Given passage –
►
I guarantee this week’s profiles will put you on the right side of thought:

The mobster who sent his father to prison [**HIGHLY RECOMMEND**]
The creator of the world’s toughest race
The hurricane hunter
The editor saving Cosmo from the jaws of Instagram
The kid who tracked down Kanye West
The venture capital firm changing its identity

PEOPLE TO KNOW.

The mobster who sent his father to prison: You don’t testify against the mob in federal court and live to tell about it. Especially when your father’s the defendant. John Franzese Jr. helped send his father — the notorious Colombo family mobster Sonny Franzese — to prison. John also used to be a gun-toting, crack-addicted gangster before he became the U.S. government’s key witness against Sonny. “Before there was John Gotti," John says, "there was my dad.” This is the story of what happens when you break the mafia’s sacred code of silence. Make sure you read this one until the end — it’s jaw-dropping.
◄
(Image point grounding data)
►
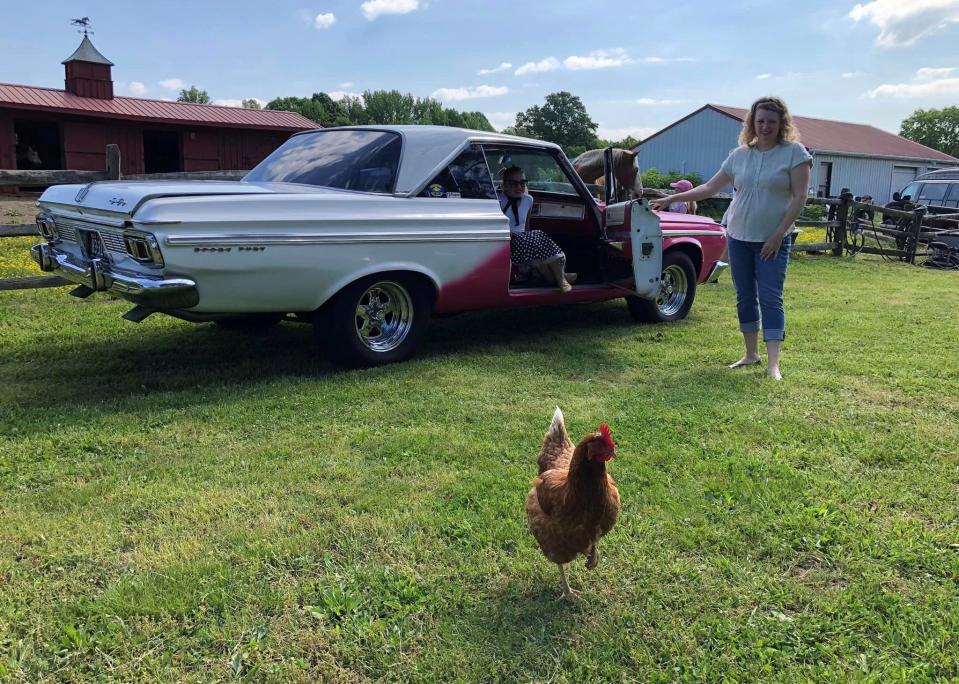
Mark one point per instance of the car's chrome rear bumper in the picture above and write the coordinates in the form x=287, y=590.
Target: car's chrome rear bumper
x=718, y=268
x=100, y=276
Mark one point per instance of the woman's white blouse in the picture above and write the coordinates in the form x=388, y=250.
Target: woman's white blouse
x=763, y=188
x=525, y=204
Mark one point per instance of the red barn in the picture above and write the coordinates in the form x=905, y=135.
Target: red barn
x=45, y=128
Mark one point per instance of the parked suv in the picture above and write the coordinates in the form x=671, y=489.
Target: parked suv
x=938, y=190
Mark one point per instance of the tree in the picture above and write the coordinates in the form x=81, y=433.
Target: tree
x=477, y=121
x=320, y=108
x=562, y=120
x=389, y=107
x=935, y=128
x=194, y=95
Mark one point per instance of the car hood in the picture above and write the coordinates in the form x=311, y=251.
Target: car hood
x=125, y=197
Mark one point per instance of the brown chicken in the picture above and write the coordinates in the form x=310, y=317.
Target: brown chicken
x=573, y=502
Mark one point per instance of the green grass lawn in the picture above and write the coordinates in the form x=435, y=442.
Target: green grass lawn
x=180, y=503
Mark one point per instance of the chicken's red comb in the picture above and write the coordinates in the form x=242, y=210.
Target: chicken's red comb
x=607, y=436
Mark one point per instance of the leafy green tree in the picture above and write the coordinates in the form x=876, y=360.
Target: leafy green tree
x=562, y=119
x=935, y=128
x=389, y=107
x=477, y=121
x=354, y=110
x=320, y=108
x=194, y=95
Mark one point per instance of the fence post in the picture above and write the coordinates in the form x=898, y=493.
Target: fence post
x=113, y=162
x=915, y=229
x=842, y=215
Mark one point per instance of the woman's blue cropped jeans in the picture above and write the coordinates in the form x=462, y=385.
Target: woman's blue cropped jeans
x=759, y=287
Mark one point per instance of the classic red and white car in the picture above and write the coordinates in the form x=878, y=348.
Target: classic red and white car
x=366, y=232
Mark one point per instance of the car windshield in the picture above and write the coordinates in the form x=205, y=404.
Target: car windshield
x=365, y=161
x=909, y=192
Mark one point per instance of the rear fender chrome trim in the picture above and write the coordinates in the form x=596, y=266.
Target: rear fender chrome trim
x=331, y=238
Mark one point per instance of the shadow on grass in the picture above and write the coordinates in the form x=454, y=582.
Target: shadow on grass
x=103, y=369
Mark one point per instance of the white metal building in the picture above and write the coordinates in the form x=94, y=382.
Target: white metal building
x=863, y=158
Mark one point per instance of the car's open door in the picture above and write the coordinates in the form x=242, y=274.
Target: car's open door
x=633, y=229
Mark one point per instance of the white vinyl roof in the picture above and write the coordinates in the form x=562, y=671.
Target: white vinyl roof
x=426, y=149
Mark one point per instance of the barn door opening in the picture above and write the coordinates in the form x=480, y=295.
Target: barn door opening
x=39, y=145
x=825, y=178
x=161, y=152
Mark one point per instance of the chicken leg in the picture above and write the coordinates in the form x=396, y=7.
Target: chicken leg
x=593, y=558
x=568, y=592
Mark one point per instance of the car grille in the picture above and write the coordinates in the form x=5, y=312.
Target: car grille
x=112, y=239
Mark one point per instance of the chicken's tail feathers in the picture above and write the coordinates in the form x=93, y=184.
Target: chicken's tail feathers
x=557, y=429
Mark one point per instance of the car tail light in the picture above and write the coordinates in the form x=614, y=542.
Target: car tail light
x=47, y=227
x=143, y=247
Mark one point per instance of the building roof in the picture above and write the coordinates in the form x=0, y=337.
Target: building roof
x=87, y=53
x=840, y=136
x=154, y=111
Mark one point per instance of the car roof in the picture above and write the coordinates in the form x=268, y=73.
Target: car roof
x=426, y=149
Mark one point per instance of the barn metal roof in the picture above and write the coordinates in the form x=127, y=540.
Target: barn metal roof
x=840, y=137
x=154, y=111
x=87, y=53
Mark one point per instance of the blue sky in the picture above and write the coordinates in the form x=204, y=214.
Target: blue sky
x=637, y=66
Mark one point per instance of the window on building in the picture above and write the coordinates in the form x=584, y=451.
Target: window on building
x=825, y=178
x=161, y=152
x=38, y=145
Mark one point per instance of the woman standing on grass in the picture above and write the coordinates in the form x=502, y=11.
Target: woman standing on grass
x=770, y=171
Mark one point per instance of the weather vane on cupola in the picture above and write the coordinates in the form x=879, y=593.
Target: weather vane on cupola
x=84, y=23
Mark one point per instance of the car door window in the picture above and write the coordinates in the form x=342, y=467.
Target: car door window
x=952, y=197
x=933, y=193
x=909, y=192
x=467, y=177
x=542, y=170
◄
What the task asks –
Answer these questions using the profiles roundup:
1. Which profile carries the tag "HIGHLY RECOMMEND"?
2. What is the name of John Franzese Jr.'s father?
3. Which crime family was that father part of?

Answer for this exercise –
1. The mobster who sent his father to prison
2. Sonny Franzese
3. The Colombo family